**TEXTO DE ORIGEN**
┌────────

Pero ya volveremos al cuerpo a cuerpo entre doña Emilia y don Benito. Regresemos antes al inicio, a esa Ciudad Vieja de A Coruña donde viene al mundo Pardo Bazán en 1851. Sabemos por los Apuntes autobiográficos que asoman en el preliminar de Los pazos de Ulloa que las primeras lecturas de la futura escritora son las sospechosas habituales: El Quijote, la Biblia y la Ilíada. Nada menos. También que con solo trece años escribe su primera novela: Aficiones peligrosas. A los 16 años, resume en sus apuntes: “Me vestí de largo, me casé y estalló la Revolución de 1868”. Ese matrimonio con José Quiroga, fallido desde el inicio, asomará una y otra vez en su literatura, camuflado en personajes y esperpentos varios. La ruptura final se produce cuando Quiroga le pide que elija entre su marido y sus libros. El portazo que dio doña Emilia al abandonarlo todavía se escucha hoy, más de un siglo después, en la madrileña calle Princesa.

De su padre hereda la escritora una curiosa mezcla de liberalismo y catolicismo, que adereza con toques de feminismo más individualista que colectivo y una pizca de otras espiritualidades. Alma libre, se declara indomable y no acepta las imposiciones de su tiempo, ni de la sociedad que le ha tocado en suerte.

Mientras se siente incapaz de cumplir los preceptos de la novela como gran maquinaria de fabulación que proclama Víctor Hugo, la lectura de los Episodios Nacionales de Galdós —siempre Galdós por medio— le abre los ojos. Su habilidad para describir lo que la rodea la lleva a reconciliarse con la tradición realista de la literatura española del siglo XVI. El legado de Cervantes y compañía lo matiza con el naturalismo de Zola, pero muy filtrado y crítico (como explica en los ensayos de La cuestión palpitante —1883—). Encuentra al fin su voz y explota esa destreza magistral para trasladar al papel lo que atisba a pie de calle. “Este privilegio concedido al novelista de crearse un mundo suyo propio permite más libre inventiva y no se opone a que los elementos todos del microcosmos estén tomados, como es debido, de la realidad”, reflexiona en el prólogo de La Tribuna.

└────────

**EJERCICIOS PROPUESTOS**
A: Según el texto sobre Pardo Bazán, ¿cómo se titula la novela que escribió con solo trece años?
B: Escribe la continuación del texto sobre Pardo Bazán a partir de su última oración.
El material no tiene ningún papel en estas tareas.

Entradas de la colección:
┌────────

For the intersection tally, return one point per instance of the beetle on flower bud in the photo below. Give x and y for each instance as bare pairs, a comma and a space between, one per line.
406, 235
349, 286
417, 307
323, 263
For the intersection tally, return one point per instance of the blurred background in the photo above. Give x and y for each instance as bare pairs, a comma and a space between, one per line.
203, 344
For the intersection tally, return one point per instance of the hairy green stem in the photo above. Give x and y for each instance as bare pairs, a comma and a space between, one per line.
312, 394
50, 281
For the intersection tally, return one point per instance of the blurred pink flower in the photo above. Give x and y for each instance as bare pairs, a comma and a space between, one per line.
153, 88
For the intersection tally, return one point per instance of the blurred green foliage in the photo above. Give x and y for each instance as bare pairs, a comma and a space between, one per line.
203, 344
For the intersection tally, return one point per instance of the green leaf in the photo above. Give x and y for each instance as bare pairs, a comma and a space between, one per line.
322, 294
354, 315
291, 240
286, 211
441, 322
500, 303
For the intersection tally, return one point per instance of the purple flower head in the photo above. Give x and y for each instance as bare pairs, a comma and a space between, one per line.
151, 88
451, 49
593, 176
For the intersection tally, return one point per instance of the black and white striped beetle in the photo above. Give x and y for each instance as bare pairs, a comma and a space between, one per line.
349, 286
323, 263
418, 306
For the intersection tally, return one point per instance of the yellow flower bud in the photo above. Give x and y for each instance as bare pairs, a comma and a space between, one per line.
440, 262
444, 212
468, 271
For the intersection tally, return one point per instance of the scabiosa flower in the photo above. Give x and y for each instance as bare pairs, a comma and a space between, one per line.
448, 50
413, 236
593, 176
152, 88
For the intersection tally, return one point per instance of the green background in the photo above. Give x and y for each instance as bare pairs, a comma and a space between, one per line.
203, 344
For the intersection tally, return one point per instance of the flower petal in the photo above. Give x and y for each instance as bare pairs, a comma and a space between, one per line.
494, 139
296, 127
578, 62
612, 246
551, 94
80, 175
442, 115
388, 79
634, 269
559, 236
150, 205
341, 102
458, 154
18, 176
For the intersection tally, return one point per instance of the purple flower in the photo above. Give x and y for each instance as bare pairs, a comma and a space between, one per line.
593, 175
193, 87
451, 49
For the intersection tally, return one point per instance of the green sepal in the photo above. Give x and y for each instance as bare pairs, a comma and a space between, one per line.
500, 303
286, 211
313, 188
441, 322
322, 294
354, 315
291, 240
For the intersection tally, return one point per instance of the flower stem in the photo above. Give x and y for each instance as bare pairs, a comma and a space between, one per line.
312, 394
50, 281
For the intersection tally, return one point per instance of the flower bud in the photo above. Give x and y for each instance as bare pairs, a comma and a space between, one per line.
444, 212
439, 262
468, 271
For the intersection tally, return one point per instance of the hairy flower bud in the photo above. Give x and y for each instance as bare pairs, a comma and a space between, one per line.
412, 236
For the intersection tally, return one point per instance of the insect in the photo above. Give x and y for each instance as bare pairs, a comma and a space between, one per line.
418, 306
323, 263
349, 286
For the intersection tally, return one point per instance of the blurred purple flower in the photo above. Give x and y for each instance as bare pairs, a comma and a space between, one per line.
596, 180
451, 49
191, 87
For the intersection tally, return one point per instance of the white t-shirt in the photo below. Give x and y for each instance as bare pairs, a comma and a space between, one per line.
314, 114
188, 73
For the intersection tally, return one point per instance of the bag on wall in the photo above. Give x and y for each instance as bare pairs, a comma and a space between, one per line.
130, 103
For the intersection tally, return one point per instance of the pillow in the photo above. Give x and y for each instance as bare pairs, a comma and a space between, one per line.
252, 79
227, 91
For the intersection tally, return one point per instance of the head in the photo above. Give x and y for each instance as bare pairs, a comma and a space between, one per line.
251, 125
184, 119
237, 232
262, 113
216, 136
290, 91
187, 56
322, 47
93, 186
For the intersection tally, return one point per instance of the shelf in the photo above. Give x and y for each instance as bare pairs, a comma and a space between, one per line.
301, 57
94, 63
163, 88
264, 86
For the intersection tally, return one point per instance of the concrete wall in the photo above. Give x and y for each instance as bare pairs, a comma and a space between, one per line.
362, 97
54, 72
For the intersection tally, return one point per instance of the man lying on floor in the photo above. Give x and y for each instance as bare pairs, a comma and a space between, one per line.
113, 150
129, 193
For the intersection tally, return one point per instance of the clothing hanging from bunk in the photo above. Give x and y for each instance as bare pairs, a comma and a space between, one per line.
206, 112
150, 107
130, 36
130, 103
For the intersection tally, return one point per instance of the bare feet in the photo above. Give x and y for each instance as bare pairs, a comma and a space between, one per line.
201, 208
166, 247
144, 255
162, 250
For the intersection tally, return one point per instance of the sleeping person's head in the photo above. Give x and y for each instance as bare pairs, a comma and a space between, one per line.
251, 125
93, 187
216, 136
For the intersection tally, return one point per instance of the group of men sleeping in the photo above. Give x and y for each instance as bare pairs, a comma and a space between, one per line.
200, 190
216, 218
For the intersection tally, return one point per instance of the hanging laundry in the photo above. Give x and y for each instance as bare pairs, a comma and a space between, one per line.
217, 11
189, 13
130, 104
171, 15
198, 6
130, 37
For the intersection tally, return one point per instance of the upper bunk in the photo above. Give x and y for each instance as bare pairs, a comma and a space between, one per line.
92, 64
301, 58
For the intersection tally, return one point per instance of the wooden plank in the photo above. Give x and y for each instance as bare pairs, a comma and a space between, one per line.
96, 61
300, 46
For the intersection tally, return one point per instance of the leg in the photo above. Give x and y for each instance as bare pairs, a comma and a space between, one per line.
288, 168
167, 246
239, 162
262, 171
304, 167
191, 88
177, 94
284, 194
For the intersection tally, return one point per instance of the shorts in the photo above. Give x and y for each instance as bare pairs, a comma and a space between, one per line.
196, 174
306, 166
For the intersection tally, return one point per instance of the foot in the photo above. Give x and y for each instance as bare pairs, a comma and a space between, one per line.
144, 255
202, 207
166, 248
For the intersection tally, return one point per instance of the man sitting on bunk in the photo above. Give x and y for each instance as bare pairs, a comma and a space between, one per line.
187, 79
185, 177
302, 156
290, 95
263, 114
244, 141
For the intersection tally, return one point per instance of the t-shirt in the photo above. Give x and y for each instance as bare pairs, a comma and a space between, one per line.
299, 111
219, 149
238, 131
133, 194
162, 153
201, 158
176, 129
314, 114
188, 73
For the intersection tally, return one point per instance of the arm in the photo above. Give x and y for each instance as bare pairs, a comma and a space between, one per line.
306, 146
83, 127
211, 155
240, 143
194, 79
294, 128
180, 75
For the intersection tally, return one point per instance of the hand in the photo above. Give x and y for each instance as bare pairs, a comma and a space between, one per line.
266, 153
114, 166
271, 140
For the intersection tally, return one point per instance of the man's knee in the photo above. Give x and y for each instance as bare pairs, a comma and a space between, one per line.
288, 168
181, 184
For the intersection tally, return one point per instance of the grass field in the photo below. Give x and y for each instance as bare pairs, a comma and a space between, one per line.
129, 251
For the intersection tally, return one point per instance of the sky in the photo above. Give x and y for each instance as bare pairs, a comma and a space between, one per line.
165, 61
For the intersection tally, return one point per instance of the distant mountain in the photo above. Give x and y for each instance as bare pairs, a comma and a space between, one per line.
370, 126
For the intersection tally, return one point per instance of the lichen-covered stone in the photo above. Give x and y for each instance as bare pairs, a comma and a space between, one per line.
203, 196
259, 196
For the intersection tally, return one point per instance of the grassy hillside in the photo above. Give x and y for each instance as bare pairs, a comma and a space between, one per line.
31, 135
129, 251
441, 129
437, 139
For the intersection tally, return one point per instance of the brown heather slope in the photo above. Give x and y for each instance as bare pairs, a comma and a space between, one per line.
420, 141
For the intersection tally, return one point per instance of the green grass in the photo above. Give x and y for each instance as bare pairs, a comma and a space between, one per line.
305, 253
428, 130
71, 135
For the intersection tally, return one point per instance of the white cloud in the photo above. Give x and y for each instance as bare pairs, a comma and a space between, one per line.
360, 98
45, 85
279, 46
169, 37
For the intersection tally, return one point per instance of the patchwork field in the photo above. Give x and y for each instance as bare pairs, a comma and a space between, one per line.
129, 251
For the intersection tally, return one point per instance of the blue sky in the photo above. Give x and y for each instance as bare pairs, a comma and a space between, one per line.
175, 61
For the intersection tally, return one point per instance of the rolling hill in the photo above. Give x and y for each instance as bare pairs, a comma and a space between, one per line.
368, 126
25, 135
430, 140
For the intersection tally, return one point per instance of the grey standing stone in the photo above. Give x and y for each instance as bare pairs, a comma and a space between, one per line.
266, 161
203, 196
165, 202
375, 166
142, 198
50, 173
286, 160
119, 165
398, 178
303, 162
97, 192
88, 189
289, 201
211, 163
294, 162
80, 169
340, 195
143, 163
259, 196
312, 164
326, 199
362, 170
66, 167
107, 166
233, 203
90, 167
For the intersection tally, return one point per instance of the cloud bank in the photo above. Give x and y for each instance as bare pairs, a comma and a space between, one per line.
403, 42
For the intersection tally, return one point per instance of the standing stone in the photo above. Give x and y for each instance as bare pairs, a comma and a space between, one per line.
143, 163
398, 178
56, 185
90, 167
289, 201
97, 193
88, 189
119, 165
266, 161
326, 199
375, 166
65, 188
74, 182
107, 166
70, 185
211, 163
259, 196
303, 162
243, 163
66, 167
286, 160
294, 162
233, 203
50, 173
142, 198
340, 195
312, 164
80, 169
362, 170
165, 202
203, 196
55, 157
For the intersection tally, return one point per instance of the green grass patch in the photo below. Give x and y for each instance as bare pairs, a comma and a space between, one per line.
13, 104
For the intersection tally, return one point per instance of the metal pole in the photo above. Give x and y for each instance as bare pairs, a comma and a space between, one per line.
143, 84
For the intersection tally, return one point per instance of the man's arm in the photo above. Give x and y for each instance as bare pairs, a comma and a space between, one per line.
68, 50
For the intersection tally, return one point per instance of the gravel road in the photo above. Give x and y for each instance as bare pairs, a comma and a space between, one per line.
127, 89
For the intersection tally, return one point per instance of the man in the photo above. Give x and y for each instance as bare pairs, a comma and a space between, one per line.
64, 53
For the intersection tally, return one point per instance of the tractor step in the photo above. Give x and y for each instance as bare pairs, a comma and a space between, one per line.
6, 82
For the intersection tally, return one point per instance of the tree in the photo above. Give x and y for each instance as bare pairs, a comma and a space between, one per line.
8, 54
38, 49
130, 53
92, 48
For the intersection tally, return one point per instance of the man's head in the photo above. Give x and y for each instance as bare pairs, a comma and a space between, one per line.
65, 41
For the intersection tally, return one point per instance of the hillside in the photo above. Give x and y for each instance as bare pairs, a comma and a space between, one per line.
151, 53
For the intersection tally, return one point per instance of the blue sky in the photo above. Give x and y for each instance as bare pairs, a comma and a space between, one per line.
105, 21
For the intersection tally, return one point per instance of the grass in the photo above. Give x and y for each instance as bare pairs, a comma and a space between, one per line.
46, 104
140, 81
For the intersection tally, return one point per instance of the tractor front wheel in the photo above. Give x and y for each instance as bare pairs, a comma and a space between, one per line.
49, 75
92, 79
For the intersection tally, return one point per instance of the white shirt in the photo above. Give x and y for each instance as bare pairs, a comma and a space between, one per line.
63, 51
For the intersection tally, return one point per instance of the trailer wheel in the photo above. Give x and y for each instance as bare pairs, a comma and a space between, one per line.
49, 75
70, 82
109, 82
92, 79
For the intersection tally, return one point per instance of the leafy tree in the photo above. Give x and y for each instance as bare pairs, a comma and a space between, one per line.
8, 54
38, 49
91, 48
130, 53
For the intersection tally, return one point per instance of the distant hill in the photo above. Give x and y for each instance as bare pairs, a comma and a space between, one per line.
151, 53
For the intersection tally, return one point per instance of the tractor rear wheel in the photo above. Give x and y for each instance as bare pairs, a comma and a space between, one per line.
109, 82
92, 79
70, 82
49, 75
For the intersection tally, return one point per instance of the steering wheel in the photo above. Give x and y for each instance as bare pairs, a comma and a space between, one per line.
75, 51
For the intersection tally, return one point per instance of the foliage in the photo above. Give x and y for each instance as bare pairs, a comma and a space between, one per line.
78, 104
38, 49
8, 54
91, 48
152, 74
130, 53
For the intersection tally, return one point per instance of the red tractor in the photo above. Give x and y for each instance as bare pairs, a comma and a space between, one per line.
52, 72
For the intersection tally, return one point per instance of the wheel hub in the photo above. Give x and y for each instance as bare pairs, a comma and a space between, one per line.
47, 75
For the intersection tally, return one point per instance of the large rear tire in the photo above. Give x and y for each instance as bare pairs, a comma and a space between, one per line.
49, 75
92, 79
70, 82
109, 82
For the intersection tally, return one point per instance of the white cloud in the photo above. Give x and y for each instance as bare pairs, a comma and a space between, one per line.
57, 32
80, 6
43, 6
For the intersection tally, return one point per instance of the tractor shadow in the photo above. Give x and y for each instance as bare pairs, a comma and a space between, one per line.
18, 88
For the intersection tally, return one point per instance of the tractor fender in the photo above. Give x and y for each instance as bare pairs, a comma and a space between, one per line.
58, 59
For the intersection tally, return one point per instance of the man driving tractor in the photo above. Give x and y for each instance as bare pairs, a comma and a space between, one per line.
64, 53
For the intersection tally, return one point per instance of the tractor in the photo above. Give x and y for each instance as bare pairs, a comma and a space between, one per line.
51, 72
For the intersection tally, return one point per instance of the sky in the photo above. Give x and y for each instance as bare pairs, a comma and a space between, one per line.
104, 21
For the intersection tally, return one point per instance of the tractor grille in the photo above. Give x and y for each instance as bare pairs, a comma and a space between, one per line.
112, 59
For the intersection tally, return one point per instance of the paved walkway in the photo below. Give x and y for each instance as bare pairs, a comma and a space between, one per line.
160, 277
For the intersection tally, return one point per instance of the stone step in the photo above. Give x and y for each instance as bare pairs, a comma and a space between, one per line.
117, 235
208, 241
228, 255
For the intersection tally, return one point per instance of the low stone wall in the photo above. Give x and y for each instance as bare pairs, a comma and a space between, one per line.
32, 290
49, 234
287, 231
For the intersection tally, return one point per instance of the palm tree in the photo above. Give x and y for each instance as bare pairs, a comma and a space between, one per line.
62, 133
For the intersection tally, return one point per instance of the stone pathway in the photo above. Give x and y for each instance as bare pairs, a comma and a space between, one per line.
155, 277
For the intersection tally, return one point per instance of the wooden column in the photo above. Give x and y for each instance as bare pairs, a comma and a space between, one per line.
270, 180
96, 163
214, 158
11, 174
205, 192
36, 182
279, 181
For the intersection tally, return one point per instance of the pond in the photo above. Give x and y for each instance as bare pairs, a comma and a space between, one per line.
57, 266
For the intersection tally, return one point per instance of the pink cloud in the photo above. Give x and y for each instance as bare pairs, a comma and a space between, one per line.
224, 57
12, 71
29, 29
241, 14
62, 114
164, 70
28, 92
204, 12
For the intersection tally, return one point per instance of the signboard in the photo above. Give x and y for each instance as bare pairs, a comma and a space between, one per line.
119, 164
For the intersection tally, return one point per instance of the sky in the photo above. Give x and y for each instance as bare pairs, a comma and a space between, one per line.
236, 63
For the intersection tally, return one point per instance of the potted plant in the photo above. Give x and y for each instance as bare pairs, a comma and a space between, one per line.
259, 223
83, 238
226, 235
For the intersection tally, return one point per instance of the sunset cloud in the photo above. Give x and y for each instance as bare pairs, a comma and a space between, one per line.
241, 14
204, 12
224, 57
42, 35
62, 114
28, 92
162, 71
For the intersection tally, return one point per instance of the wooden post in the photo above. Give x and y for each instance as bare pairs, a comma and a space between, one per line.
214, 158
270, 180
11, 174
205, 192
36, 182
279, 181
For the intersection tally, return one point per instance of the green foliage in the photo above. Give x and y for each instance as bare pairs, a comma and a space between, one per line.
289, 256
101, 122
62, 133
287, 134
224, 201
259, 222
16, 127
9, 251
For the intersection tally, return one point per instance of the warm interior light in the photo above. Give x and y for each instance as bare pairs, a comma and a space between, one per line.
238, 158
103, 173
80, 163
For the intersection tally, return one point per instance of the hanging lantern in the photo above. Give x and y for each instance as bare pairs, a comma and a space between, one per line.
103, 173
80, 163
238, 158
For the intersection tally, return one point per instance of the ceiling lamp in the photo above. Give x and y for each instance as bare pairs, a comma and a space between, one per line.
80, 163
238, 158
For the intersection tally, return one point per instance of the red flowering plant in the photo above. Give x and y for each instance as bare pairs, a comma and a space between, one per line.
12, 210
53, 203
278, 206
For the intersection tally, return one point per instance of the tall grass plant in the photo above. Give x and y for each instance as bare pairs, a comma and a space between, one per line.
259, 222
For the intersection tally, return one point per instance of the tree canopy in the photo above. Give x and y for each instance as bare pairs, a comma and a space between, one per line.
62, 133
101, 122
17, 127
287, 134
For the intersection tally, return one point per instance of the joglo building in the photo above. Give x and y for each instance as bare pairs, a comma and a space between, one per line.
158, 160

└────────

**RESULTADOS POR TAREA**
A: Aficiones peligrosas.

B:
Es precisamente La Tribuna (1883) su primera gran novela. Asoma en ella su Coruña natal, rebautizada como Marineda, y la Fábrica de Tabacos. Las desventuras de la cigarrera Amparo y sus compañeras de labor le sirven a doña Emilia para esculpir con minuciosidad la cruda realidad proletaria de la época. Los años ochenta del siglo XIX conforman la década prodigiosa de la obra de Pardo Bazán. A La Tribuna y su fresco de la durísima atmósfera de la Galicia industrial, le siguen Los pazos de Ulloa (1886) y La madre naturaleza (1887), que componen un díptico sobre el caciquismo, el analfabetismo y la miseria absoluta que ahogaban entonces a la Galicia rural. Son tal vez la cima de su carrera, que alcanza en un momento explosivo también en lo personal. En París se codea en las tertulias con Zola y los Goncourt. Empieza su relación amorosa con Benito Pérez Galdós, de la que dan testimonio las más de 90 cartas que se conservan (todas, salvo una, de doña Emilia a don Benito). La lectura de este epistolario, más allá de las anécdotas morbosas sobre los detalles de sus escarceos íntimos, da cuenta de una enorme historia de amor entre dos gigantes de la literatura del siglo XIX, historia en la que se mezclan las colisiones con la Real Academia Española, las riñas y las envidias que acechaban a dos autores de semejante talla. En Miquiño mío (Turner) se reúnen estas cartas y se puede observar la evolución desde una respetuosa amistad a una muy intensa relación y al posterior apaciguamiento y separación de los dos más notables escritores españoles de su tiempo (y de muchos otros tiempos).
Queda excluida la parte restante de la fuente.